> **TO BE DONE**:
Update the lines of the listing between the line holding "trace: dirt circle around mound" and the line holding "66 121 L 60", inclusive, by replacing "top-left corner" with "upper-left corner" and leaving everything else unchanged. Return only those lines.

(Data listing)
_ _ _ _ _ _ _

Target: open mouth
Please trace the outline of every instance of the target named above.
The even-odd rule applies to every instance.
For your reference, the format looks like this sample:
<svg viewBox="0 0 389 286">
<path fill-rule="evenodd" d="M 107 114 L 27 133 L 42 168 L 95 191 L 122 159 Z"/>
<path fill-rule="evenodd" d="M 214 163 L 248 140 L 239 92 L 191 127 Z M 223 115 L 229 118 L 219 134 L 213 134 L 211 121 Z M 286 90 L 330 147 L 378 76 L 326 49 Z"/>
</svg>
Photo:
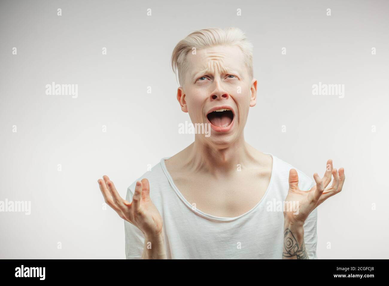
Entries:
<svg viewBox="0 0 389 286">
<path fill-rule="evenodd" d="M 234 114 L 231 109 L 221 108 L 208 113 L 207 117 L 212 125 L 219 127 L 226 127 L 232 122 Z"/>
</svg>

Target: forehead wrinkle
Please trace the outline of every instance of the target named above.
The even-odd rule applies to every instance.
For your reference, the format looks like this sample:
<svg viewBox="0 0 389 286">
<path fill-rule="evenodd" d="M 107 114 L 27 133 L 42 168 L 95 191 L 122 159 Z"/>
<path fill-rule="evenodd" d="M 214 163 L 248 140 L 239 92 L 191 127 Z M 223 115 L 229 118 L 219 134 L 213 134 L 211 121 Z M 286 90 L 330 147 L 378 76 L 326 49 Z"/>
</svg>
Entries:
<svg viewBox="0 0 389 286">
<path fill-rule="evenodd" d="M 199 73 L 196 73 L 195 74 L 198 73 L 203 74 L 209 72 L 212 73 L 215 70 L 219 70 L 222 73 L 227 73 L 228 70 L 224 65 L 224 59 L 221 59 L 221 61 L 216 60 L 214 59 L 214 58 L 208 59 L 207 67 Z"/>
</svg>

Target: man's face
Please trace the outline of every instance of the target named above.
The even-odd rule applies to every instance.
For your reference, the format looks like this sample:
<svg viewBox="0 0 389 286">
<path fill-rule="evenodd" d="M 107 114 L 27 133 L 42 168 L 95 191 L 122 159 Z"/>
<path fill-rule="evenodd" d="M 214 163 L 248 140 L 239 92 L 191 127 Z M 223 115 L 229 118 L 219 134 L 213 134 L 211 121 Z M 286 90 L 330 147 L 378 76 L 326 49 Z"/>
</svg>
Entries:
<svg viewBox="0 0 389 286">
<path fill-rule="evenodd" d="M 237 46 L 216 46 L 189 52 L 184 86 L 177 99 L 193 124 L 211 124 L 209 137 L 200 140 L 226 147 L 243 135 L 249 109 L 256 104 L 257 81 L 250 78 Z M 225 111 L 216 109 L 228 109 Z"/>
</svg>

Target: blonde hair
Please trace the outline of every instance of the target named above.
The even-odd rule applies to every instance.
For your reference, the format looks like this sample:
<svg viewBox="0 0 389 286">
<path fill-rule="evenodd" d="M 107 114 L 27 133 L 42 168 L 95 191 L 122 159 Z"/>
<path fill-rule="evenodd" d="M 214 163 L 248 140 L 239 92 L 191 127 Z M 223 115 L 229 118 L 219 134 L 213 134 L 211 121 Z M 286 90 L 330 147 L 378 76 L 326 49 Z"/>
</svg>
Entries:
<svg viewBox="0 0 389 286">
<path fill-rule="evenodd" d="M 181 40 L 173 50 L 172 54 L 172 68 L 175 74 L 178 71 L 178 80 L 183 86 L 185 74 L 188 68 L 186 56 L 193 48 L 202 49 L 214 46 L 236 45 L 243 53 L 245 64 L 249 75 L 252 79 L 252 44 L 247 39 L 245 33 L 240 29 L 230 27 L 224 29 L 209 28 L 196 31 Z"/>
</svg>

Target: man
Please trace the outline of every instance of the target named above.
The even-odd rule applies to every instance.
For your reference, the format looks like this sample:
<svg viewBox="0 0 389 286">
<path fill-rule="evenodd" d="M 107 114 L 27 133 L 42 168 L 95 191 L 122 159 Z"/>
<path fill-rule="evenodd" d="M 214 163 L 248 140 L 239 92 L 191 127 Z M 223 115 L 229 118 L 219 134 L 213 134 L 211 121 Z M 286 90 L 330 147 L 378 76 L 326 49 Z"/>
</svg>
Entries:
<svg viewBox="0 0 389 286">
<path fill-rule="evenodd" d="M 342 190 L 344 169 L 338 174 L 329 160 L 315 183 L 245 142 L 256 100 L 252 51 L 235 28 L 194 32 L 174 49 L 181 110 L 193 123 L 209 125 L 210 136 L 196 133 L 162 158 L 125 200 L 107 176 L 98 180 L 106 202 L 125 220 L 127 259 L 317 258 L 316 208 Z"/>
</svg>

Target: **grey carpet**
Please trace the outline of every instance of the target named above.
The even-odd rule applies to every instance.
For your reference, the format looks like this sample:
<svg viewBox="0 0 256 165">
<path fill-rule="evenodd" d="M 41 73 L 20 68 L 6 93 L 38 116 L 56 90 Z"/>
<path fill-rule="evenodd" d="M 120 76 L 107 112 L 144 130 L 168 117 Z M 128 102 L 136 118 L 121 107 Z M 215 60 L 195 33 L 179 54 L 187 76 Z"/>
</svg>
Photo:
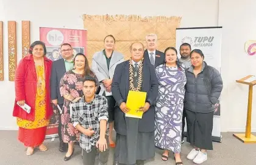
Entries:
<svg viewBox="0 0 256 165">
<path fill-rule="evenodd" d="M 81 149 L 76 146 L 75 153 L 68 161 L 63 161 L 64 153 L 58 150 L 59 139 L 55 141 L 46 140 L 44 144 L 48 150 L 44 152 L 36 150 L 34 154 L 27 157 L 23 144 L 17 140 L 16 131 L 0 131 L 1 165 L 58 165 L 58 164 L 82 164 Z M 232 136 L 232 133 L 222 133 L 222 142 L 213 143 L 213 151 L 208 152 L 208 160 L 203 165 L 255 165 L 256 164 L 256 144 L 244 144 Z M 184 164 L 194 164 L 187 160 L 186 157 L 191 149 L 190 145 L 185 142 L 182 146 L 182 159 Z M 108 164 L 113 163 L 113 150 L 112 149 L 108 158 Z M 172 154 L 170 153 L 168 161 L 161 160 L 162 151 L 156 149 L 155 157 L 148 161 L 146 165 L 175 164 Z M 96 164 L 97 163 L 97 161 Z"/>
</svg>

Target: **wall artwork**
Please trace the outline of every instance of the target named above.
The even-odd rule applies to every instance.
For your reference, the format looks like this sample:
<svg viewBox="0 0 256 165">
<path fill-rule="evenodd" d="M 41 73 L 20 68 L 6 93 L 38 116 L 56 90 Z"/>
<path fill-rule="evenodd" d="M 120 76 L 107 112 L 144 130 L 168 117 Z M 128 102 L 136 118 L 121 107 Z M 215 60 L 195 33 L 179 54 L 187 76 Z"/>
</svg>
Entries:
<svg viewBox="0 0 256 165">
<path fill-rule="evenodd" d="M 30 21 L 22 21 L 22 58 L 29 54 L 30 44 Z"/>
<path fill-rule="evenodd" d="M 180 26 L 181 17 L 164 16 L 141 17 L 139 15 L 84 15 L 84 27 L 87 35 L 88 60 L 93 54 L 104 49 L 105 36 L 112 35 L 116 39 L 115 50 L 122 53 L 126 59 L 130 57 L 129 47 L 135 41 L 146 45 L 146 36 L 157 35 L 157 50 L 164 51 L 175 46 L 176 28 Z"/>
<path fill-rule="evenodd" d="M 256 41 L 247 41 L 244 44 L 244 50 L 248 55 L 255 55 L 256 54 Z"/>
<path fill-rule="evenodd" d="M 9 81 L 13 81 L 17 63 L 16 21 L 8 21 L 8 55 Z"/>
<path fill-rule="evenodd" d="M 0 21 L 0 81 L 4 81 L 4 51 L 2 41 L 2 21 Z"/>
</svg>

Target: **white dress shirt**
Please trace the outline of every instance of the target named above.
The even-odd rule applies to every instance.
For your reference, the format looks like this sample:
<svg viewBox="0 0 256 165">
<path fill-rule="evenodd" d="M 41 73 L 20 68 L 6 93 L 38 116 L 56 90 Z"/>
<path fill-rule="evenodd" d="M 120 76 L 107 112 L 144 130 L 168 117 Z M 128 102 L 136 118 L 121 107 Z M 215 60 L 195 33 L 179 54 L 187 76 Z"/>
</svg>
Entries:
<svg viewBox="0 0 256 165">
<path fill-rule="evenodd" d="M 150 55 L 150 53 L 152 52 L 152 53 L 153 53 L 154 54 L 153 54 L 153 58 L 154 58 L 154 61 L 155 61 L 155 49 L 154 50 L 154 51 L 152 51 L 152 52 L 151 52 L 151 51 L 149 51 L 148 49 L 147 49 L 147 50 L 148 50 L 148 53 L 149 53 L 149 59 L 150 59 L 150 58 L 151 58 L 151 55 Z"/>
</svg>

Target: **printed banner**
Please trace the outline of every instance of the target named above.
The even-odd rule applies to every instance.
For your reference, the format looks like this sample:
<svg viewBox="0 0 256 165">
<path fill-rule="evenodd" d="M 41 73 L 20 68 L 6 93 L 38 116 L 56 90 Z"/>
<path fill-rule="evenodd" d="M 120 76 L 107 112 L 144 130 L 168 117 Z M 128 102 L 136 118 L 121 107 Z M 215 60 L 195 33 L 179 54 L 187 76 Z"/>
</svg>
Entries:
<svg viewBox="0 0 256 165">
<path fill-rule="evenodd" d="M 74 55 L 78 53 L 87 55 L 87 33 L 86 30 L 40 28 L 40 41 L 45 43 L 46 56 L 52 61 L 62 58 L 60 45 L 63 43 L 71 45 Z M 46 138 L 58 136 L 59 110 L 56 106 L 53 107 L 54 115 L 47 127 Z"/>
<path fill-rule="evenodd" d="M 176 49 L 180 55 L 179 48 L 187 42 L 191 49 L 200 49 L 203 52 L 204 61 L 208 65 L 221 71 L 222 27 L 179 28 L 176 29 Z M 179 57 L 180 58 L 180 56 Z M 220 98 L 219 98 L 220 99 Z M 221 141 L 221 118 L 219 106 L 213 117 L 213 140 Z M 187 130 L 187 127 L 185 129 Z"/>
</svg>

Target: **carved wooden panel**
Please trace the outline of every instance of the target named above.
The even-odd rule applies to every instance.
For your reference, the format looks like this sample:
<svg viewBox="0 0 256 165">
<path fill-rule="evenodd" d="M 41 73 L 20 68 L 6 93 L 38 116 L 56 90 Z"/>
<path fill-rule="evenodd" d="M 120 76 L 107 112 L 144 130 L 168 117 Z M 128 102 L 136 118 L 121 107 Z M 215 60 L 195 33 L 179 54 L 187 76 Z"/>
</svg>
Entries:
<svg viewBox="0 0 256 165">
<path fill-rule="evenodd" d="M 8 54 L 9 81 L 14 81 L 17 63 L 16 50 L 16 21 L 8 21 Z"/>
<path fill-rule="evenodd" d="M 30 21 L 22 21 L 22 57 L 29 54 L 30 44 Z"/>
<path fill-rule="evenodd" d="M 4 51 L 2 41 L 2 22 L 0 21 L 0 81 L 4 81 Z"/>
</svg>

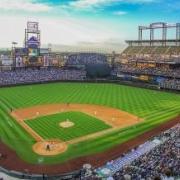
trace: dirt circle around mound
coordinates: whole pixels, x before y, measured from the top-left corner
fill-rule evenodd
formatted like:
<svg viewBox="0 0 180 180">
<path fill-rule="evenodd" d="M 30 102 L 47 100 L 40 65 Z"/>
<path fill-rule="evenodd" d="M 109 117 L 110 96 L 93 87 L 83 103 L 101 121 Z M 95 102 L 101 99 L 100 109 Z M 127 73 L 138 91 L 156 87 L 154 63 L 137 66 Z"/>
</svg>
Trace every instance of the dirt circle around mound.
<svg viewBox="0 0 180 180">
<path fill-rule="evenodd" d="M 66 121 L 60 122 L 59 126 L 62 128 L 70 128 L 74 126 L 74 123 L 69 120 L 66 120 Z"/>
<path fill-rule="evenodd" d="M 58 139 L 39 141 L 32 146 L 36 154 L 43 156 L 54 156 L 67 150 L 67 144 Z"/>
</svg>

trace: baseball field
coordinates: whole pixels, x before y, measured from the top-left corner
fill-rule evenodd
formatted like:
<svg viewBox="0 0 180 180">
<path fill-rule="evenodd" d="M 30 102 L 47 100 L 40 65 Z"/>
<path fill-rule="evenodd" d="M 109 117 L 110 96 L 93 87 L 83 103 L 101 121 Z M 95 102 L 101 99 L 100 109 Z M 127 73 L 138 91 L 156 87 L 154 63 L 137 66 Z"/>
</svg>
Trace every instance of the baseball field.
<svg viewBox="0 0 180 180">
<path fill-rule="evenodd" d="M 117 84 L 0 89 L 0 138 L 31 164 L 103 152 L 180 113 L 178 94 Z"/>
</svg>

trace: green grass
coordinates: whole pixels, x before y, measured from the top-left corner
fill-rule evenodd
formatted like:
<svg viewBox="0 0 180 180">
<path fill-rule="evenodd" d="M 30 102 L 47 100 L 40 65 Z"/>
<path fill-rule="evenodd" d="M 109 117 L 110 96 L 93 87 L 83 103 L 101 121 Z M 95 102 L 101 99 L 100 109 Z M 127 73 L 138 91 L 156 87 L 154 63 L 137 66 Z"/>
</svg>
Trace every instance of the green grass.
<svg viewBox="0 0 180 180">
<path fill-rule="evenodd" d="M 103 137 L 70 145 L 63 154 L 44 157 L 45 164 L 61 163 L 104 151 L 180 114 L 178 94 L 117 84 L 53 83 L 2 88 L 0 89 L 0 138 L 23 160 L 38 163 L 39 156 L 31 148 L 35 143 L 34 139 L 8 115 L 8 112 L 11 108 L 66 102 L 118 108 L 143 118 L 144 122 L 136 128 L 125 128 Z M 49 131 L 46 136 L 49 133 L 52 132 Z"/>
<path fill-rule="evenodd" d="M 69 120 L 73 127 L 62 128 L 59 123 Z M 103 121 L 81 112 L 64 112 L 25 121 L 43 139 L 68 141 L 88 134 L 111 128 Z"/>
</svg>

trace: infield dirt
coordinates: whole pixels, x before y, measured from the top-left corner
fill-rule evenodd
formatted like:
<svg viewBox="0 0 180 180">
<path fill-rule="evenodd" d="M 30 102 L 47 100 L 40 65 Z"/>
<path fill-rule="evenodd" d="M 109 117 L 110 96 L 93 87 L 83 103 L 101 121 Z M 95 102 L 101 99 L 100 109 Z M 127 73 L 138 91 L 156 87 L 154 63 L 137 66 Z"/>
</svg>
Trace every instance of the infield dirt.
<svg viewBox="0 0 180 180">
<path fill-rule="evenodd" d="M 45 146 L 50 140 L 44 140 L 38 132 L 35 132 L 30 128 L 24 121 L 27 119 L 35 119 L 41 116 L 47 116 L 51 114 L 57 114 L 68 111 L 78 111 L 93 116 L 95 118 L 104 121 L 106 124 L 110 125 L 112 128 L 108 130 L 99 131 L 90 135 L 75 138 L 66 142 L 61 140 L 55 141 L 56 146 L 53 146 L 51 151 L 47 151 Z M 33 150 L 40 155 L 57 155 L 63 153 L 68 148 L 68 144 L 75 144 L 81 141 L 85 141 L 92 138 L 97 138 L 99 136 L 111 133 L 117 129 L 121 129 L 127 126 L 135 125 L 142 121 L 139 117 L 132 115 L 130 113 L 121 111 L 119 109 L 91 105 L 91 104 L 48 104 L 39 105 L 23 109 L 16 109 L 11 112 L 11 115 L 16 119 L 16 121 L 31 134 L 31 136 L 37 141 L 33 145 Z"/>
</svg>

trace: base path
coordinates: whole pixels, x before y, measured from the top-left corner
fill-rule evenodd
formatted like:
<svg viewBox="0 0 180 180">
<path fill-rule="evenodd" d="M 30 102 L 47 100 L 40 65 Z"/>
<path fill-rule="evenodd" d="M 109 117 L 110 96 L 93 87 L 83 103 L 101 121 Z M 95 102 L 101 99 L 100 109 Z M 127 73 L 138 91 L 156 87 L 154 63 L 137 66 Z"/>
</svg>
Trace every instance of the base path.
<svg viewBox="0 0 180 180">
<path fill-rule="evenodd" d="M 180 123 L 180 116 L 102 153 L 76 158 L 56 165 L 28 164 L 20 159 L 15 151 L 11 150 L 7 145 L 0 141 L 0 152 L 4 156 L 4 158 L 0 160 L 0 166 L 9 170 L 24 172 L 25 169 L 28 169 L 29 173 L 45 173 L 49 175 L 79 170 L 82 168 L 83 164 L 86 163 L 90 163 L 93 167 L 99 167 L 104 165 L 107 161 L 118 158 L 123 153 L 135 148 L 136 146 L 147 141 L 149 138 L 171 128 L 177 123 Z"/>
<path fill-rule="evenodd" d="M 46 149 L 49 140 L 44 140 L 38 132 L 35 132 L 31 127 L 29 127 L 24 120 L 35 119 L 41 116 L 47 116 L 51 114 L 57 114 L 68 111 L 78 111 L 93 116 L 101 121 L 104 121 L 106 124 L 110 125 L 112 128 L 104 131 L 99 131 L 93 134 L 82 136 L 79 138 L 74 138 L 72 140 L 65 142 L 56 141 L 56 146 L 53 148 Z M 48 105 L 39 105 L 23 109 L 16 109 L 11 112 L 11 115 L 16 119 L 16 121 L 24 128 L 26 131 L 31 134 L 31 136 L 37 141 L 33 145 L 32 149 L 34 152 L 40 155 L 57 155 L 63 153 L 67 150 L 68 144 L 75 144 L 81 141 L 86 141 L 92 138 L 97 138 L 103 136 L 107 133 L 111 133 L 115 130 L 132 126 L 142 121 L 139 117 L 132 115 L 130 113 L 121 111 L 119 109 L 110 108 L 100 105 L 91 105 L 91 104 L 48 104 Z M 60 123 L 61 127 L 68 128 L 75 124 L 66 120 Z M 83 124 L 82 124 L 83 126 Z M 49 144 L 51 147 L 51 144 Z"/>
</svg>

_ _ _ _ _ _ _

> **COMPLETE OUTPUT**:
trace: dirt circle around mound
coordinates: whole pixels, x before y, measured from the upper-left corner
fill-rule evenodd
formatted like:
<svg viewBox="0 0 180 180">
<path fill-rule="evenodd" d="M 30 102 L 47 100 L 40 65 Z"/>
<path fill-rule="evenodd" d="M 109 117 L 110 96 L 93 87 L 83 103 L 101 121 Z M 95 102 L 101 99 L 100 109 Z M 127 73 L 138 91 L 156 87 L 154 63 L 137 66 Z"/>
</svg>
Trace every instance of the dirt circle around mound.
<svg viewBox="0 0 180 180">
<path fill-rule="evenodd" d="M 66 121 L 60 122 L 59 126 L 62 128 L 70 128 L 74 126 L 74 123 L 69 120 L 66 120 Z"/>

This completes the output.